Exercise objective: Return the records that follow, unchanged and complete.

Dataset entries:
+--

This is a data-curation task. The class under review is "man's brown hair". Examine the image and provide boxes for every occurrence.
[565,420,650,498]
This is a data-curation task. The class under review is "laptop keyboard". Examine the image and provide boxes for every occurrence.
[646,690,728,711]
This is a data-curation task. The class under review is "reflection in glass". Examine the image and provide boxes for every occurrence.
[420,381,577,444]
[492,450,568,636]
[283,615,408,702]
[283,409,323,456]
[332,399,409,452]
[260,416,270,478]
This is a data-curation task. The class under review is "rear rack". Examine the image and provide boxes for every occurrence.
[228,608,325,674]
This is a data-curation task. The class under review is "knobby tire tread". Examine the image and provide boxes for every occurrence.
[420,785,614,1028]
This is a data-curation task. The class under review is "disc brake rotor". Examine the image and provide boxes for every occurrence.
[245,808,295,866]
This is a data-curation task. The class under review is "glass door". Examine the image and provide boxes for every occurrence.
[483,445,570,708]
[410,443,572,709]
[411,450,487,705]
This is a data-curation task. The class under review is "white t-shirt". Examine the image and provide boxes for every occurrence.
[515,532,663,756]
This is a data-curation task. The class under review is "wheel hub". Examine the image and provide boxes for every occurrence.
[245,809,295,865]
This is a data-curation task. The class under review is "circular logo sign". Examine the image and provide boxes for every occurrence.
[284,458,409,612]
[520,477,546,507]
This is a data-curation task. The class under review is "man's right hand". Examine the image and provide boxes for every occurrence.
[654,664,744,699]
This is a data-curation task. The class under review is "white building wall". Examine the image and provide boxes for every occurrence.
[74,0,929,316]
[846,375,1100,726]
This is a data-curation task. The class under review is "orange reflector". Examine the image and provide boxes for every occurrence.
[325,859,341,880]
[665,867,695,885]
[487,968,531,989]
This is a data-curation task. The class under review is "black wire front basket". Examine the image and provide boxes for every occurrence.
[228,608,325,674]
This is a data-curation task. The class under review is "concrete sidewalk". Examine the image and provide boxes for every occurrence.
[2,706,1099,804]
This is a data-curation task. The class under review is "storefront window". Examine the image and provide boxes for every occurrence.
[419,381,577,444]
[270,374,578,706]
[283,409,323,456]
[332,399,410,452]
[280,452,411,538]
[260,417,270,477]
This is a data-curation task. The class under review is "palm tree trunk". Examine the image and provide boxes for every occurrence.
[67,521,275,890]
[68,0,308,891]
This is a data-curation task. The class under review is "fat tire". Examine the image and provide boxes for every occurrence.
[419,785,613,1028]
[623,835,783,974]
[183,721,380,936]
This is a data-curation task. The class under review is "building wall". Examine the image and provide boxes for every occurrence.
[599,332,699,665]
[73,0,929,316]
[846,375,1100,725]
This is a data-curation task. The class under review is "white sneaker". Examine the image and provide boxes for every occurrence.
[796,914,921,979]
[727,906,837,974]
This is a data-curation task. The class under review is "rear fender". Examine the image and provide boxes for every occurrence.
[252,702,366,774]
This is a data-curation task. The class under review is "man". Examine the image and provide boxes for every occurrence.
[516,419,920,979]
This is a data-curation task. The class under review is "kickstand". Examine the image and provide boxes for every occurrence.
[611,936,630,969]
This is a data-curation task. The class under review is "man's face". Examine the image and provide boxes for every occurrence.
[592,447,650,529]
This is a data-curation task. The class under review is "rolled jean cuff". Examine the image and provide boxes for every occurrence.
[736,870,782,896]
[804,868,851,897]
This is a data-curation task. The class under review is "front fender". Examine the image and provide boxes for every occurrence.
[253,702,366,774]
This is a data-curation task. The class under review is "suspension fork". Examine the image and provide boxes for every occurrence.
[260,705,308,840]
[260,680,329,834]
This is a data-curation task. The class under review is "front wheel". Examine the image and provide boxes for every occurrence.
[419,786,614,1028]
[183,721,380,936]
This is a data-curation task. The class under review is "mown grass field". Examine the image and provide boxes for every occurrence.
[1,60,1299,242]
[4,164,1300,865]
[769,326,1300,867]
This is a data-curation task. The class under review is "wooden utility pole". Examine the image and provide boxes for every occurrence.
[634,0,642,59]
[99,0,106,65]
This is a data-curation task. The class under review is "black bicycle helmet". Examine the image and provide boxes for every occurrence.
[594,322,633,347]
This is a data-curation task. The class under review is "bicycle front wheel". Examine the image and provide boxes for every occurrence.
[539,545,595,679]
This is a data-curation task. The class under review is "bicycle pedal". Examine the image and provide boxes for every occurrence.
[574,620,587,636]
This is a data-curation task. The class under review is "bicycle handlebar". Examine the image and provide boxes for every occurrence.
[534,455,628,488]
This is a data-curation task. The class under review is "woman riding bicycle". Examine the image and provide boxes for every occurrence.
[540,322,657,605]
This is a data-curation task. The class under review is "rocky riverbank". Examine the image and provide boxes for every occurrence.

+--

Solution to this exercise:
This is a data-curation task. The class under review is "man's brown hair". Examine the image and provide boxes for every occurrence.
[565,420,650,498]
This is a data-curation task. The class under review is "laptop keyboard". Examine the image and provide boxes for every occurrence.
[646,690,728,711]
This is a data-curation task. The class under review is "reflection in glass". Examine the image and provide boxes for every occurrence.
[420,381,577,444]
[492,450,568,636]
[283,615,408,702]
[283,409,323,456]
[332,399,409,452]
[260,416,270,478]
This is a data-curation task. The class under review is "rear rack". Examine the image and provide boxes for every occurrence.
[228,608,325,674]
This is a data-curation task. The class under review is "knobby tire tread". Examine the image and provide boxes for every occurrence.
[420,785,614,1028]
This is a data-curation task. The class under review is "disc brake rotor". Examine the image and provide boxes for every occurrence.
[245,808,295,866]
This is a data-curation task. The class under review is "glass door". Examine the image and provide boxes for every occurrence.
[483,445,570,708]
[410,443,572,709]
[411,450,487,705]
This is a data-curation task. The class under review is "white t-shirt". Examine the image and provide boxes for every occurrence.
[515,532,663,756]
This is a data-curation task. The class under review is "wheel hub". Examine the image and provide boxes for every occurrence.
[245,809,295,865]
This is a data-curation task. The class under review is "circular logo sign". Examine the image and provide boxes for every occurrence.
[284,458,409,612]
[520,477,546,507]
This is a data-curation task. The class under review is "man's right hand". Examine the image and provide boxes for every occurrence.
[654,664,744,699]
This is a data-curation task. The class under review is "white building wall". Examine the image and provide boxes for every occurrence.
[74,0,929,316]
[846,375,1100,726]
This is a data-curation task. The class under review is "orange reflector". Examine the image and provide boxes for every occurrence.
[325,859,341,880]
[665,867,695,885]
[487,968,531,989]
This is a data-curation task. The class under review is "black wire front basket". Examine the image and provide boxes for every occurrence.
[228,608,325,674]
This is a data-curation task. The class under review is "concrete sidewalk". Examine the image and provide boxes for every occurrence.
[2,706,1099,804]
This is a data-curation task. The class under review is "storefront window". Examine the image and provide boxes for every occurrence.
[419,381,577,444]
[270,374,578,706]
[283,409,323,456]
[332,399,410,452]
[280,452,411,538]
[260,417,270,477]
This is a data-curation task. The class under review is "palm tree trunk". Examine the image and provide boxes for every occurrence.
[67,521,275,890]
[68,0,308,891]
This is a data-curation task. The class under review is "fat tire". Examine the image and provide boxes for every occurrence.
[419,785,613,1028]
[623,835,783,974]
[183,721,380,936]
This is a data-curation task. The class under review is "building wall". Examine the image and provide boxes for every occurrence.
[599,332,699,665]
[73,0,929,316]
[846,375,1100,725]
This is a data-curation task. The class under review is "white sneaker". Examine the image and provide boxes for every occurrence.
[796,914,921,979]
[727,906,837,974]
This is a data-curation task. The class under review is "rear fender". Examine the image and provide boxes for every occurrence.
[252,702,366,774]
This is a data-curation task. The class under review is "man". Examine the image and provide boxes for every occurrence.
[516,419,920,979]
This is a data-curation task. The class under review is "kickstand". Examine the image and provide boxes for every occurrence.
[611,936,630,969]
This is a data-curation task. The class under review is "man's face". Examine the image and provide boxes for every occurrence.
[592,447,650,529]
This is a data-curation task. The class under review is "rolled jean cuff". Examine the image and provide boxes for every occurrence.
[736,870,782,896]
[804,868,851,897]
This is a data-curation task. The class under review is "front fender". Examine the image and provide boxes for every occurrence.
[253,702,366,774]
This is a data-curation task. The class under review is "suspension fork". Examine the image and provide boxes for every occurrence.
[260,705,308,840]
[260,680,329,834]
This is a data-curation task. The class under review is "front wheel". Examine the image and provide boxes for every occurrence.
[419,786,614,1028]
[183,721,380,936]
This is a data-curation task. The class under review is "mown grass field". Examine the image and provide boxes for every occurrence.
[1,60,1299,242]
[4,164,1300,865]
[769,326,1300,867]
This is a data-curation task. The class under review is "wooden utility pole". Examine the image and provide boxes for every occurrence.
[634,0,642,59]
[99,0,106,65]
This is a data-curation task. The class under review is "black bicycle helmet". Examine the image and provide boxes for every occurrence.
[594,322,633,347]
This is a data-curation task. The class under review is "bicycle front wheel". Examine the image and provide boxes for every occurrence.
[539,545,595,679]
This is a data-curation task. The class under review is "bicycle pedal". Examine the image and provide boxes for every occurrence.
[574,620,587,636]
This is a data-curation task. The class under review is "bicycle handlebar". Examine the image and provide boxes for every occurrence.
[534,455,628,488]
This is a data-curation task. The class under review is "woman riding bicycle". Examine the image and provide boxes for every occurrence.
[540,322,657,605]
This is a data-curation task. The class under review is "rocky riverbank". Examine the image and provide boxes for every occurrence.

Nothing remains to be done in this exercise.